Image point annotation data
******************************

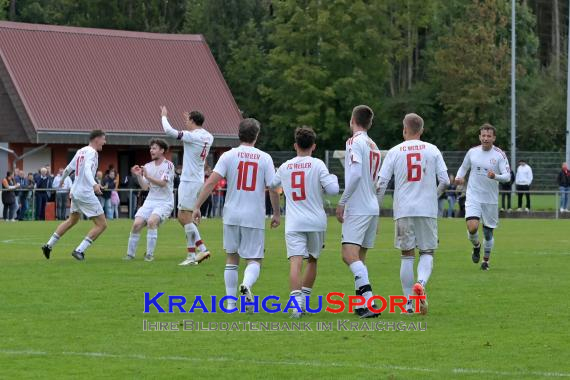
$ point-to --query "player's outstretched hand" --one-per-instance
(340, 213)
(275, 221)
(196, 216)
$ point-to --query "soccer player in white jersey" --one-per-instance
(489, 166)
(197, 142)
(83, 198)
(358, 208)
(303, 179)
(248, 172)
(157, 177)
(417, 167)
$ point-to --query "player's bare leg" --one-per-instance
(473, 235)
(250, 276)
(193, 239)
(134, 237)
(59, 232)
(151, 236)
(100, 225)
(351, 255)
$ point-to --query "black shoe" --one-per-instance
(78, 255)
(476, 256)
(369, 314)
(47, 251)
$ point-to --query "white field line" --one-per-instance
(295, 363)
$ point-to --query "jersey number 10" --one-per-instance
(243, 173)
(414, 161)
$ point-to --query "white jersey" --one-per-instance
(163, 172)
(415, 165)
(303, 180)
(248, 171)
(361, 149)
(84, 164)
(197, 144)
(481, 188)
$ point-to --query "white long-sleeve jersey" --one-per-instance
(481, 188)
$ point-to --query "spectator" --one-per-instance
(61, 194)
(505, 188)
(9, 187)
(564, 184)
(109, 186)
(26, 195)
(523, 180)
(451, 196)
(219, 197)
(42, 182)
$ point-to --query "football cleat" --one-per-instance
(78, 255)
(46, 249)
(419, 291)
(246, 291)
(476, 255)
(201, 256)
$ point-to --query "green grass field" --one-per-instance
(67, 319)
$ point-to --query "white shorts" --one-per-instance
(415, 232)
(248, 242)
(301, 243)
(89, 206)
(161, 209)
(360, 230)
(488, 213)
(188, 194)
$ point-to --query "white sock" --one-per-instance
(299, 298)
(231, 279)
(407, 274)
(53, 240)
(474, 238)
(84, 244)
(133, 243)
(361, 283)
(306, 296)
(251, 273)
(151, 237)
(424, 268)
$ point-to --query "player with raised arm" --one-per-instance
(157, 177)
(83, 198)
(248, 171)
(197, 142)
(489, 166)
(417, 167)
(358, 208)
(303, 179)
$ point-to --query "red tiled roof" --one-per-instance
(76, 79)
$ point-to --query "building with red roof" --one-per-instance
(59, 83)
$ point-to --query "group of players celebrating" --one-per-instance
(419, 172)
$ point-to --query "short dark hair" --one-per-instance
(248, 130)
(305, 137)
(488, 127)
(96, 133)
(197, 117)
(363, 116)
(160, 142)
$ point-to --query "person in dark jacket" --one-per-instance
(564, 184)
(9, 187)
(505, 189)
(42, 183)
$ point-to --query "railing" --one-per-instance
(543, 203)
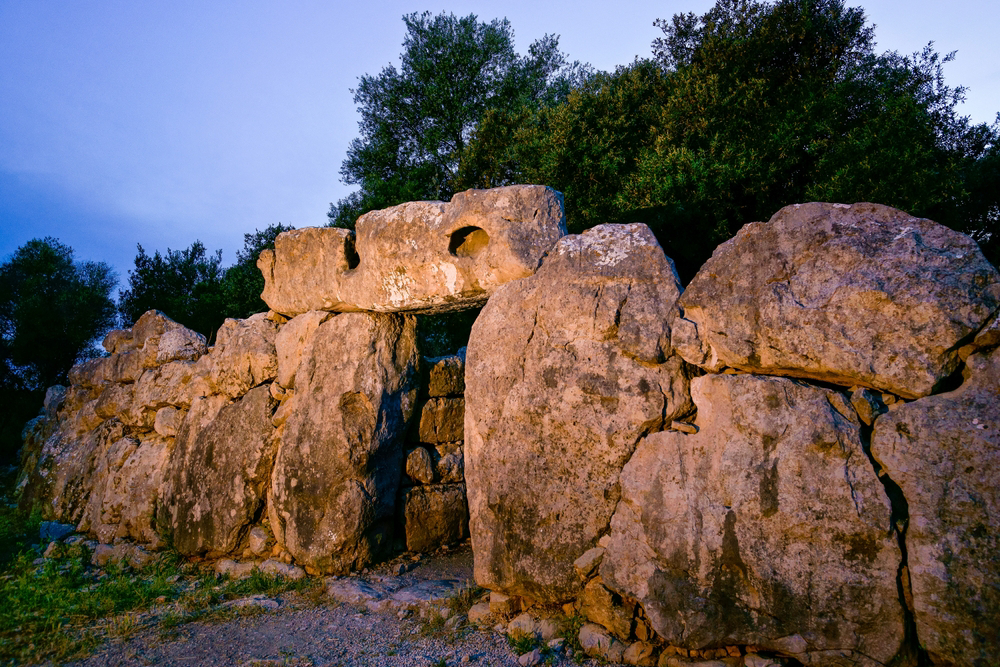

******************************

**Written instruction:** State how many lines in the data above contain the string "roof", treating uppercase and lowercase letters as distinct, and reply with the number alone.

**Output below:** 2